* Cosa fare *
Stampa parola per parola tutto il brano dell'estratto sull'uscita dalla crisi, da "Quanto ci vorrà" giù fino a "53% dei casi.".

* Estratto scelto *
Quanto ci vorrà per uscire dalla crisi? I costanti input mediatici hanno portato gli italiani a farsi opinioni precise sulle tempistiche di rientro dello stato di rischio per l’Italia. Gli intervistati si dividono in chi ritiene che basterà 1 mese per uscire dalla fase di diffusione del virus (46%), mentre il restante 54% ritiene che servirà più tempo. Un dettaglio interessante a livello regionale: la Regione più ottimista in assoluto è proprio la Lombardia, con il 54% dei cittadini convinti che l’”emergenza nostrana” possa rientrare entro 4 settimane. Alla domanda sul rientro dell’emergenza su scala globale, invece, gli italiani sono più pessimisti, ipotizzando un orizzonte temporale superiore a 2 mesi nel 53% dei casi.

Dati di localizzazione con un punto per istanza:
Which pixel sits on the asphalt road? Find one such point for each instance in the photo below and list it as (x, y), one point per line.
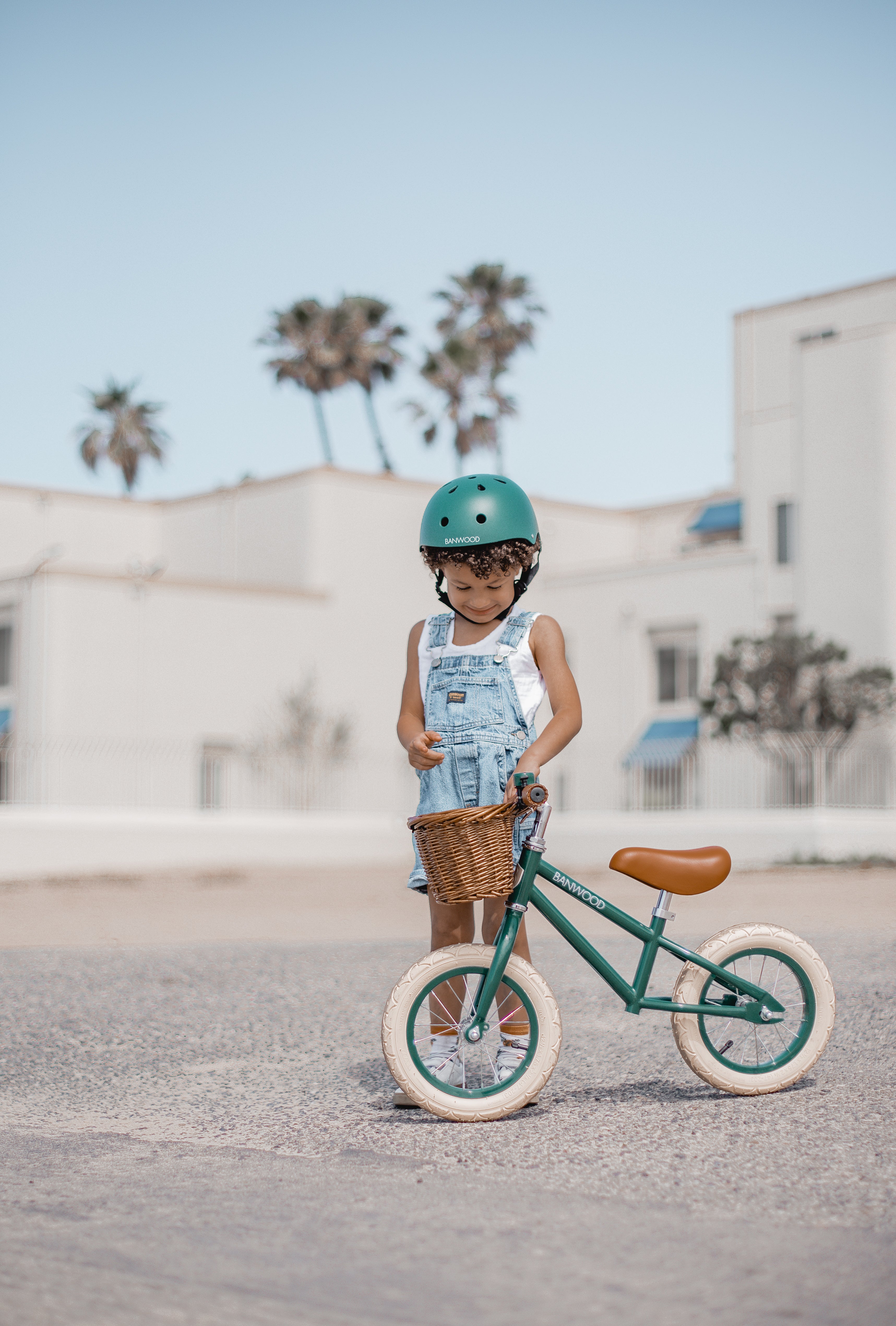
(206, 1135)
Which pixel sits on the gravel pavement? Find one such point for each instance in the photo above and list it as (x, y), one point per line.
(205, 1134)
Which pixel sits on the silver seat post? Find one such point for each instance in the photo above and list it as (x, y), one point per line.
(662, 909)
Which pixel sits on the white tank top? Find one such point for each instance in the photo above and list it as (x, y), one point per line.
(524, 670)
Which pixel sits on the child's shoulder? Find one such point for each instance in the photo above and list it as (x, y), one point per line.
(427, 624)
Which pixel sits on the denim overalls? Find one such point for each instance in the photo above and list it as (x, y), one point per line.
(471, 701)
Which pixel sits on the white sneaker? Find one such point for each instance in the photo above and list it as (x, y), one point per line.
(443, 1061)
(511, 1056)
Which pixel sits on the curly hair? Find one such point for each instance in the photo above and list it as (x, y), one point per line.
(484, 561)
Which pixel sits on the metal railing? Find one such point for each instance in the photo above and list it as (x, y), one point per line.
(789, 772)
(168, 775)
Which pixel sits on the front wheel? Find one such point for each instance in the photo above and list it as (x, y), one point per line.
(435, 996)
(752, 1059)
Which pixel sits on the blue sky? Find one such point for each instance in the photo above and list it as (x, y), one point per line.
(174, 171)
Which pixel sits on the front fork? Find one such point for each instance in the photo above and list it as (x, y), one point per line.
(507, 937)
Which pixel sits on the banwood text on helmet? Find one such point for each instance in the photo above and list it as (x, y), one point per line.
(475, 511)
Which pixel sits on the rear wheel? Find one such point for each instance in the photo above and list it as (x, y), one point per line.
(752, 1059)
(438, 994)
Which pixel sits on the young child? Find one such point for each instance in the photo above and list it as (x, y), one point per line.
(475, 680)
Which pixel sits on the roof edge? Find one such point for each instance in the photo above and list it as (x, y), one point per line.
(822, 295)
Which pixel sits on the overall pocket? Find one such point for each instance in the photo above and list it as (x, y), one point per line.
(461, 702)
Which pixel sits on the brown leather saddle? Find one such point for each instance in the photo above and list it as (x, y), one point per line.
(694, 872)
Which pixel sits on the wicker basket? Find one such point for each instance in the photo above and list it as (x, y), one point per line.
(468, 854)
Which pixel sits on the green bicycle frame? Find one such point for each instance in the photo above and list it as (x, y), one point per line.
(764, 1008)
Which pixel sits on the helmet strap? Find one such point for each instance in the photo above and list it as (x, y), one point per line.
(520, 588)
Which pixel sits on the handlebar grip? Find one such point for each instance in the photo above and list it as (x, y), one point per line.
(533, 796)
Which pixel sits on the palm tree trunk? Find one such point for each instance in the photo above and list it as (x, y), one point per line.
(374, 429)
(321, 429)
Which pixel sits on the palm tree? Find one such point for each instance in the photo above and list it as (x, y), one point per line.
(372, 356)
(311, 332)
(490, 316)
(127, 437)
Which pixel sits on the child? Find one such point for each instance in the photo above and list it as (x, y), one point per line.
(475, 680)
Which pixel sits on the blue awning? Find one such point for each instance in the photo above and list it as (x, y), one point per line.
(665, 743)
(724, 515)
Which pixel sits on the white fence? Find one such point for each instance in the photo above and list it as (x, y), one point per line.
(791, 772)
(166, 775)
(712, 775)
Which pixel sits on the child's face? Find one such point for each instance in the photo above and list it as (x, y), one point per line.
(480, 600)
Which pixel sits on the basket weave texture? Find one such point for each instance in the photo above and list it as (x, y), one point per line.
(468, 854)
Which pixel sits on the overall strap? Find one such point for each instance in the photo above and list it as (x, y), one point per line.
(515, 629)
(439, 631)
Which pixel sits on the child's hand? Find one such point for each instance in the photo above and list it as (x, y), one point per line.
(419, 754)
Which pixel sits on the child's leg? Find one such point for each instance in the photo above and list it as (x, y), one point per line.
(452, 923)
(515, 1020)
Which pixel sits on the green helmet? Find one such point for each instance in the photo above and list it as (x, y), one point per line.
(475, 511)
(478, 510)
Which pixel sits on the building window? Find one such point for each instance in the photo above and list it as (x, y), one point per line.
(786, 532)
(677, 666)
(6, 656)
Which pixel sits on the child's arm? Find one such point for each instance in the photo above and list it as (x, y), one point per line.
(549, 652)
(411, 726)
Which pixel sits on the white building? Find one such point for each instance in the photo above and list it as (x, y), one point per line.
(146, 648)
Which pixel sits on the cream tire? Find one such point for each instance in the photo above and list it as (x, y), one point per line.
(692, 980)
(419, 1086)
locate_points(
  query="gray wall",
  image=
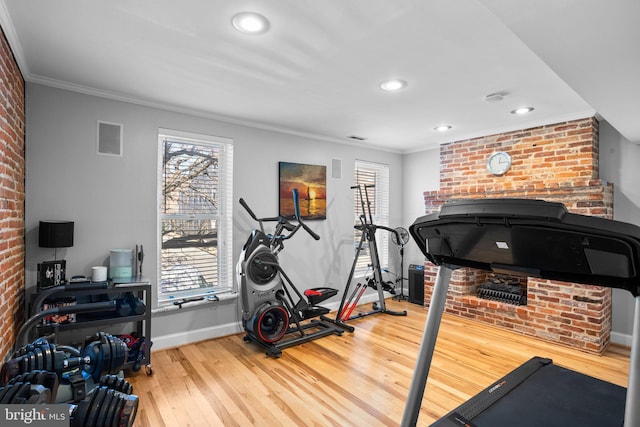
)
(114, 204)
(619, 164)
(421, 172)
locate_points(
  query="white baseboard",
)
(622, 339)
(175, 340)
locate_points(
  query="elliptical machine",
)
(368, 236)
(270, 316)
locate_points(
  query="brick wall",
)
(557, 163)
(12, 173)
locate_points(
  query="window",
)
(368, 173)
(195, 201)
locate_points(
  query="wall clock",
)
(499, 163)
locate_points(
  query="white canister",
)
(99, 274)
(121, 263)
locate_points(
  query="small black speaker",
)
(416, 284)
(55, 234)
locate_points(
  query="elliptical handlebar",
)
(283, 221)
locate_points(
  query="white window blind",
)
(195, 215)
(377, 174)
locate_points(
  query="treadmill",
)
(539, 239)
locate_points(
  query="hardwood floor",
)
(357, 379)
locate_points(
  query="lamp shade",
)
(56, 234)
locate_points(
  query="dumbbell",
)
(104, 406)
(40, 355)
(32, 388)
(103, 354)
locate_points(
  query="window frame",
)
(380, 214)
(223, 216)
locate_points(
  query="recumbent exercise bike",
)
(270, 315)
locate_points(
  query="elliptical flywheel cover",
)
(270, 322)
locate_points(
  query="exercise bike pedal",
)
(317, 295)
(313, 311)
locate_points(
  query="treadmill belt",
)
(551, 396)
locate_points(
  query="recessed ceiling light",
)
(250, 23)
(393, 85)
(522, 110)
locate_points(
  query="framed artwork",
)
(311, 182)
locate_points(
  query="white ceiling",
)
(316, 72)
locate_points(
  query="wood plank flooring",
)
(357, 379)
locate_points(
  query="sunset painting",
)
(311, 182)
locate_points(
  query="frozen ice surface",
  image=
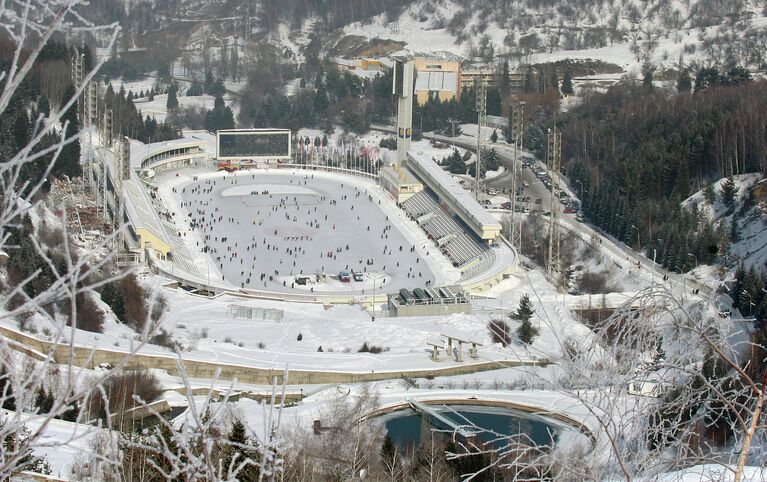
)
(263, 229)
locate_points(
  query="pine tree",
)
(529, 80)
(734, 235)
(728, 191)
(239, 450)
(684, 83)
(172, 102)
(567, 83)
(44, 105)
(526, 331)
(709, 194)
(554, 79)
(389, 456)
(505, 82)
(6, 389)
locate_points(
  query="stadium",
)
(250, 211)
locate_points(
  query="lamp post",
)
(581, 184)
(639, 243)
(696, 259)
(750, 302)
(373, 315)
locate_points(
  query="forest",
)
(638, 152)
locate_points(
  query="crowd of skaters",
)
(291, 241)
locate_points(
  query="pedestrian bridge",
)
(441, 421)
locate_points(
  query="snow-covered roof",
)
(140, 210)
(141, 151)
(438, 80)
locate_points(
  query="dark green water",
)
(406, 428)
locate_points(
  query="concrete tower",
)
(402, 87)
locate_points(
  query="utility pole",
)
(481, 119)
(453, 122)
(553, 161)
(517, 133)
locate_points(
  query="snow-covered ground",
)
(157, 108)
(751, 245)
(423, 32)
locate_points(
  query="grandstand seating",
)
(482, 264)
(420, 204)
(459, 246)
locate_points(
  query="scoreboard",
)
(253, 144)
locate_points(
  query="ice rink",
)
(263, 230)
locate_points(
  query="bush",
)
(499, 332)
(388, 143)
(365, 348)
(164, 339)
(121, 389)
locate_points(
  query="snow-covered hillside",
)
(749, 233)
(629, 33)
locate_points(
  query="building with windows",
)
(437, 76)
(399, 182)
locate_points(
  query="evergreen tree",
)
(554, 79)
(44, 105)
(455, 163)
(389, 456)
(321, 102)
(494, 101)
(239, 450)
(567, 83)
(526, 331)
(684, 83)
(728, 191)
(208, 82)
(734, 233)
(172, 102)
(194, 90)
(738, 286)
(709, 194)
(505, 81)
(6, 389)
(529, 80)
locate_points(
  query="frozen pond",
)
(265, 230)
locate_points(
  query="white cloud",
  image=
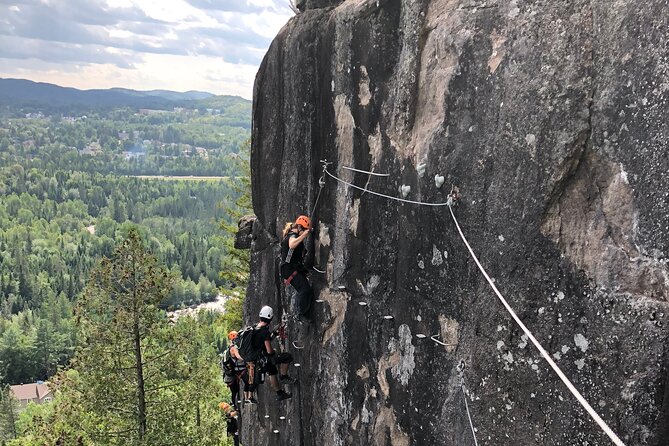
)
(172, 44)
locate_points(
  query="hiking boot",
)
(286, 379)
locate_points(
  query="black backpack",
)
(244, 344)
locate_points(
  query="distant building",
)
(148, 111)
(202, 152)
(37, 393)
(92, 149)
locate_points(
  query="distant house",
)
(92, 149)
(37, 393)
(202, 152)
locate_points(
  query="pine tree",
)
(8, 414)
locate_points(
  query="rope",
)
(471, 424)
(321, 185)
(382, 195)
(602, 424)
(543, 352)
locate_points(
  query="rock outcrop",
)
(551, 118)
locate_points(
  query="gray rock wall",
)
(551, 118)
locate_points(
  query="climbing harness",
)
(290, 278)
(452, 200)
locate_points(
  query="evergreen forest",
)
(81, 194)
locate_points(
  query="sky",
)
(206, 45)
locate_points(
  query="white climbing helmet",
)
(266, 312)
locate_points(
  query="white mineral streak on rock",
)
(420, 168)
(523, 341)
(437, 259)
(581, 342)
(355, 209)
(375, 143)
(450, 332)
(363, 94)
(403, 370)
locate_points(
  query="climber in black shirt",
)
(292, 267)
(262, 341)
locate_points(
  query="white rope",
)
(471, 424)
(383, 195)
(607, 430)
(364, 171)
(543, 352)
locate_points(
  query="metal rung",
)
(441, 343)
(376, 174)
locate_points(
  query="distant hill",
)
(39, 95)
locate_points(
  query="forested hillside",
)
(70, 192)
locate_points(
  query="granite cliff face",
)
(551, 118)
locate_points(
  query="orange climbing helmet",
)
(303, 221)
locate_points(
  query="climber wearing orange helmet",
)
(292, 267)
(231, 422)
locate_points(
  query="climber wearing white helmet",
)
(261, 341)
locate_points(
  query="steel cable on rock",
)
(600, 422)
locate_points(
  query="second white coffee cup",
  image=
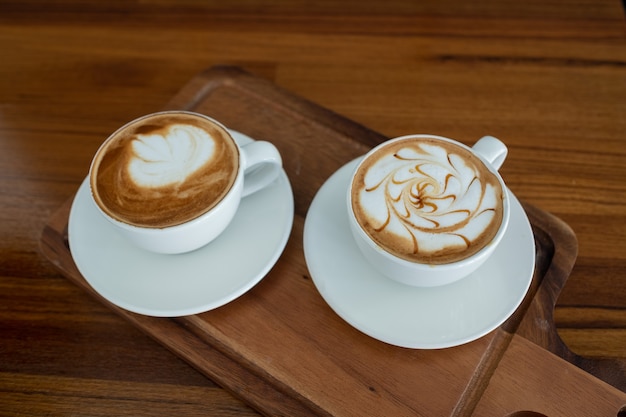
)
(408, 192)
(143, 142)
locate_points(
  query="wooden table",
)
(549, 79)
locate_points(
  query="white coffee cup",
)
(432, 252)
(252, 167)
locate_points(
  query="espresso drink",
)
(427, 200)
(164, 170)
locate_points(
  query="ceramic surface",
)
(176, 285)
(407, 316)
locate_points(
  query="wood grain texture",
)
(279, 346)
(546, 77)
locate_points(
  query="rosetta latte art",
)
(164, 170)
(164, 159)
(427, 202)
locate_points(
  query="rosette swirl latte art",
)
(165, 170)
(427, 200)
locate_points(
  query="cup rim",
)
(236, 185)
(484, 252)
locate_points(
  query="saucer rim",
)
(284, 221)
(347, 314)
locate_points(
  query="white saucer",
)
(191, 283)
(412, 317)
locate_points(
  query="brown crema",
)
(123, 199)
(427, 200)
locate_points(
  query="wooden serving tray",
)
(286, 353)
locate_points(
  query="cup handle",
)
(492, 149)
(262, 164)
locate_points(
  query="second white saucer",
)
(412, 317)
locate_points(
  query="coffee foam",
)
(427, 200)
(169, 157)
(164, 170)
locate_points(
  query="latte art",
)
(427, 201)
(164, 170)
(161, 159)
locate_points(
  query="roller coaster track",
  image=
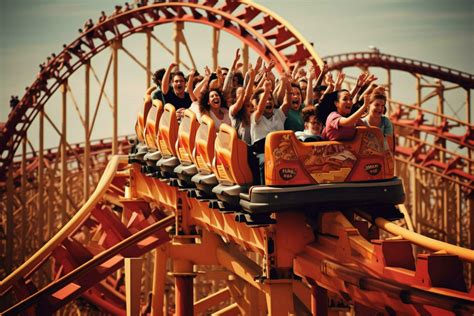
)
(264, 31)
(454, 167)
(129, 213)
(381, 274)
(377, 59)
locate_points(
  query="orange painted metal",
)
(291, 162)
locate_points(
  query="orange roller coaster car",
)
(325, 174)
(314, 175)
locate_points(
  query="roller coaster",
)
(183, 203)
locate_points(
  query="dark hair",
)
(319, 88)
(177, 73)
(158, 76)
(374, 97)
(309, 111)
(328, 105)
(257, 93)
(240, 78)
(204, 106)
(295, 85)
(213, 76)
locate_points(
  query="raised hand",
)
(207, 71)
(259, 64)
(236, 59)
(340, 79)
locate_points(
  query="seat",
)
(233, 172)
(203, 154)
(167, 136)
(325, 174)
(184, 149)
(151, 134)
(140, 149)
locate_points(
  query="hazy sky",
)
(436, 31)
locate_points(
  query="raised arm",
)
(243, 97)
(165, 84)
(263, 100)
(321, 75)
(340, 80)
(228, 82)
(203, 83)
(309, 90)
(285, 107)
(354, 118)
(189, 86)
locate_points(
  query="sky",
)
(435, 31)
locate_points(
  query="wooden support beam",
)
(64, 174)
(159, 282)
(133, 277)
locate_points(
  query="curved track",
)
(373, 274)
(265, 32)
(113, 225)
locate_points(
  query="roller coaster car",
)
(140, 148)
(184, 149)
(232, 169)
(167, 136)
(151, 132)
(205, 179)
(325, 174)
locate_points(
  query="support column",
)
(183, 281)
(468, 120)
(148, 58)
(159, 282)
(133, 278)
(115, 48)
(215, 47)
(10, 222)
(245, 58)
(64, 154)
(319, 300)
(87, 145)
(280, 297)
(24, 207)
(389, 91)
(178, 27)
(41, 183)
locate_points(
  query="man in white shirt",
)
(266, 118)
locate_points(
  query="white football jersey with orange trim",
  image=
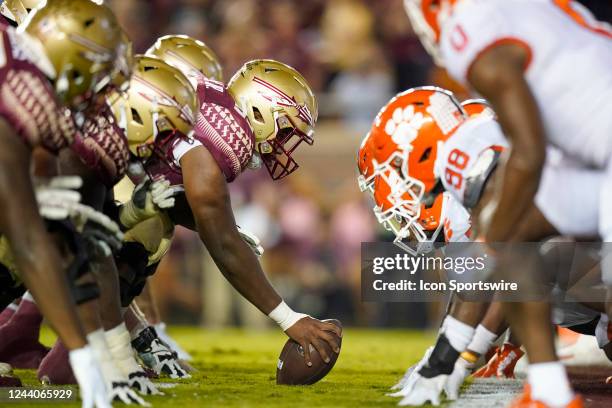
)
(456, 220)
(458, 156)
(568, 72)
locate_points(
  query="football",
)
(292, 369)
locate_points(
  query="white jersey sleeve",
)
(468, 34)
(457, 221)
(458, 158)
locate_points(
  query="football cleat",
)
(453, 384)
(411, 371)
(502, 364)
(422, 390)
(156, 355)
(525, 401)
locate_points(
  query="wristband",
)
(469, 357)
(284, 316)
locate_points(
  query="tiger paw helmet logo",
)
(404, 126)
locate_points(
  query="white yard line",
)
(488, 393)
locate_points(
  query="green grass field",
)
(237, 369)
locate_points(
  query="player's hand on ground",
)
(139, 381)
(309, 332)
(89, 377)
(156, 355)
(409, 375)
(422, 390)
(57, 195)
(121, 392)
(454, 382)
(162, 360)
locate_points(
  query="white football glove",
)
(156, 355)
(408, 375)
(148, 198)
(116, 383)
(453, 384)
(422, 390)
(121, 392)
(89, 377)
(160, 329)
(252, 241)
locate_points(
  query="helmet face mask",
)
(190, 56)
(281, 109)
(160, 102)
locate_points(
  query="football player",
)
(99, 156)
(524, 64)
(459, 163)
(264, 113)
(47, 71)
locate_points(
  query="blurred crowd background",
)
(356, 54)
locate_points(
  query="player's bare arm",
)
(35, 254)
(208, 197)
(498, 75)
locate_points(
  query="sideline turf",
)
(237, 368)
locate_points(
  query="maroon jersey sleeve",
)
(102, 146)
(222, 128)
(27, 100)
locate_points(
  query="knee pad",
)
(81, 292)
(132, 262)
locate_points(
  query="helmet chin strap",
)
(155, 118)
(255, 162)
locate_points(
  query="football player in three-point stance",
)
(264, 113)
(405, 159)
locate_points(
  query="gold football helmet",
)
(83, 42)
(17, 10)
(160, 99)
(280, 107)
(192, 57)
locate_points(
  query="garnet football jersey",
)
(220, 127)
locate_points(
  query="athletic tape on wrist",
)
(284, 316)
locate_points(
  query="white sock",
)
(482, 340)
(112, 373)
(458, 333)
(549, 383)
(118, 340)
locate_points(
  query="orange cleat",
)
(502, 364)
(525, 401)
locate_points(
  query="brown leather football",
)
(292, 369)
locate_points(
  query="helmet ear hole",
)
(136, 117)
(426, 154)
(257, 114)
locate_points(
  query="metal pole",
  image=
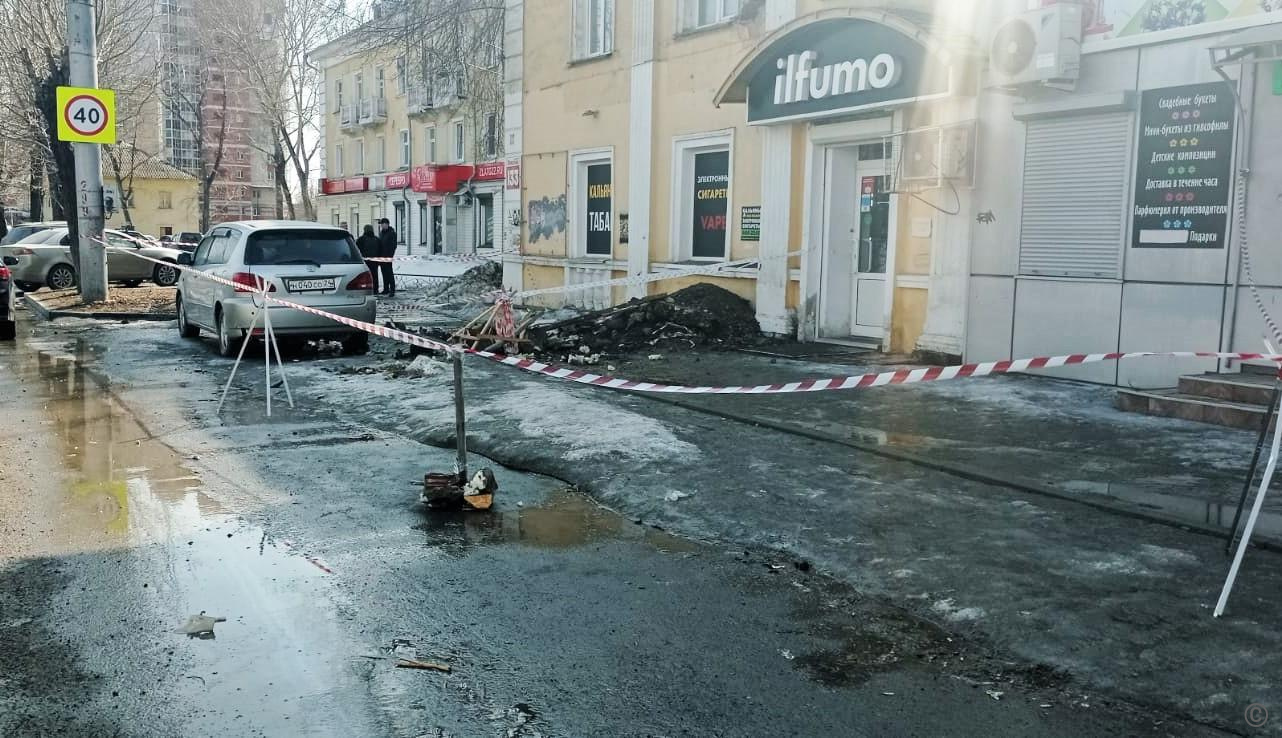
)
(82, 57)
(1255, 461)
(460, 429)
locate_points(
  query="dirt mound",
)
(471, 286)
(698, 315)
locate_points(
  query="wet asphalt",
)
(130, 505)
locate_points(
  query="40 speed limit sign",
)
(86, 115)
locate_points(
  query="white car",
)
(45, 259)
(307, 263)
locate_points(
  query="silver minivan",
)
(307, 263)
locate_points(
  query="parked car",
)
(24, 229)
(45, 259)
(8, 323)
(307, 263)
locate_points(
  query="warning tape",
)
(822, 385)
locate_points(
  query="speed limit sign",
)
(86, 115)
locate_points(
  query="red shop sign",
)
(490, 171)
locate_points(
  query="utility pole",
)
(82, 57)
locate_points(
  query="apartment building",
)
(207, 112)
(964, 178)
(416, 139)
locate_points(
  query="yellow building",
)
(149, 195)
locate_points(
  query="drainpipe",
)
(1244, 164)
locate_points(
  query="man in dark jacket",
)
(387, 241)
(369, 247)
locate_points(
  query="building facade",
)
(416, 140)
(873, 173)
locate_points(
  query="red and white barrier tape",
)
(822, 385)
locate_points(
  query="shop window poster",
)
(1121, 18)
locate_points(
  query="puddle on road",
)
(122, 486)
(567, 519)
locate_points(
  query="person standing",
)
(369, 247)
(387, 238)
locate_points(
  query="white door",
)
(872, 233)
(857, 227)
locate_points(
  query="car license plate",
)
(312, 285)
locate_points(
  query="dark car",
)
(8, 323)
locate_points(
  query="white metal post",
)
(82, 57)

* Soluzione *
Quanto ci vorrà per uscire dalla crisi? I costanti input mediatici hanno portato gli italiani a farsi opinioni precise sulle tempistiche di rientro dello stato di rischio per l’Italia. Gli intervistati si dividono in chi ritiene che basterà 1 mese per uscire dalla fase di diffusione del virus (46%), mentre il restante 54% ritiene che servirà più tempo. Un dettaglio interessante a livello regionale: la Regione più ottimista in assoluto è proprio la Lombardia, con il 54% dei cittadini convinti che l’”emergenza nostrana” possa rientrare entro 4 settimane. Alla domanda sul rientro dell’emergenza su scala globale, invece, gli italiani sono più pessimisti, ipotizzando un orizzonte temporale superiore a 2 mesi nel 53% dei casi.